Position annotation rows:
++++++++++++++++++++

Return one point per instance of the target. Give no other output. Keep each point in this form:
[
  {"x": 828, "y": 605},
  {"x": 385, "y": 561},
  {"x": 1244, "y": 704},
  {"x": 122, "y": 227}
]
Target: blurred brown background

++++++++++++++++++++

### What you have to do
Retype the rows above line for line, with no changes.

### Answer to this exercise
Return one point per instance of the target. Give no other output. Keep each point in this form:
[
  {"x": 828, "y": 605},
  {"x": 385, "y": 561},
  {"x": 1244, "y": 704},
  {"x": 122, "y": 227}
]
Target: blurred brown background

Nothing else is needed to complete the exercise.